Prompt:
Set down the data that follows, exactly and completely.

Raw data:

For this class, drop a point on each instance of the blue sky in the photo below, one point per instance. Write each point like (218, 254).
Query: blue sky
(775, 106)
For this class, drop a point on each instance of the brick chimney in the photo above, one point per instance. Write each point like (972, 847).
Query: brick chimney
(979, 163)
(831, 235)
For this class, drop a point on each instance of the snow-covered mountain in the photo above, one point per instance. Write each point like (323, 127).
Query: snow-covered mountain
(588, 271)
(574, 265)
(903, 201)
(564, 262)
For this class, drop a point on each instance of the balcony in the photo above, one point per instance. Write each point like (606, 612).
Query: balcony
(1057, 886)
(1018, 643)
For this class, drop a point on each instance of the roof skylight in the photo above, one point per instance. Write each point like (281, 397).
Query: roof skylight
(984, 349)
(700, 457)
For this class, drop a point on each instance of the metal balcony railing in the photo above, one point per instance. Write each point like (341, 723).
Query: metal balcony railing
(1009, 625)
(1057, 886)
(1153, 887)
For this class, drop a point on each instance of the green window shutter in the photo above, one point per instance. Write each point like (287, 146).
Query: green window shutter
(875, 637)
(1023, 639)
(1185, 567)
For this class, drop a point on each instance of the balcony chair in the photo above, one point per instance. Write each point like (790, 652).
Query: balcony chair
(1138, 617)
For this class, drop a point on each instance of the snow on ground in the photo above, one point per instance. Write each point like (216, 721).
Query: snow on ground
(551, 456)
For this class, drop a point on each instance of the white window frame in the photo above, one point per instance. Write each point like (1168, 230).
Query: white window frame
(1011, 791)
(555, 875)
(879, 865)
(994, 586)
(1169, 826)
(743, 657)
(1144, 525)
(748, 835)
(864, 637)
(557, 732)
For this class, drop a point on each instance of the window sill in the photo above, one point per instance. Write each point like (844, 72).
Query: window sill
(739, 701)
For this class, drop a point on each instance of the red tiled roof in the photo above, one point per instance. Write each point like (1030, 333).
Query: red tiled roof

Solution for this task:
For this class, drop a point on each instance of the blue sky in the photo below, one point per instance. Write each point like (218, 254).
Query: blue sky
(775, 106)
For this class, drop a point on each instance of the brick chimney in the photo above, one point per instance. Write each point like (972, 847).
Query: brick chimney
(979, 163)
(831, 235)
For this class, drop a point on each instance of the snow-covered mountain in the photo above, one point per instance. Write each point like (323, 127).
Query: snow-covered mountain
(588, 271)
(574, 265)
(903, 201)
(564, 262)
For this class, drop a point on each instance of the balcony in the photo above, one point per instance. Write each point like (606, 612).
Query: balcony
(1057, 886)
(1018, 643)
For this class, drop a point on each instance of the roof skylight in the photo above, one point per instance. Write each point like (281, 397).
Query: roof skylight
(984, 349)
(700, 457)
For this class, drop a point on each instance of the metal balcony railing in the photo above, one point per instance. Write each point like (341, 723).
Query: metal balcony railing
(1009, 625)
(1057, 886)
(1153, 887)
For this class, drop a point on each instance of the green window shutter in the photo above, one point per instance. Write each point like (287, 146).
Query: green window shutter
(875, 637)
(1023, 639)
(1185, 567)
For this class, drop a point on each instance of the balcony chair in the photo above, one point per instance. Write each point like (790, 652).
Query: balcony chair
(1138, 617)
For this class, drop a point on each instance of the snow on ground in the photo above, one point per instance. Write each point like (216, 721).
Query: snow on ground
(551, 456)
For this class, drop a point on each instance of the white window frame in the photo above, one point per instance. Write each point like (1168, 230).
Query: white window frame
(1011, 791)
(555, 875)
(879, 865)
(994, 586)
(1169, 826)
(743, 657)
(1144, 525)
(748, 835)
(864, 637)
(557, 732)
For this class, drop a point on each instance of the window sill in the photo above, one point per instance. Write each point like (844, 72).
Query: window sill
(739, 701)
For this class, drop a point on each instance of the red tiled roof in the photo above, one point per instance. Write each point like (1030, 333).
Query: red tiled roof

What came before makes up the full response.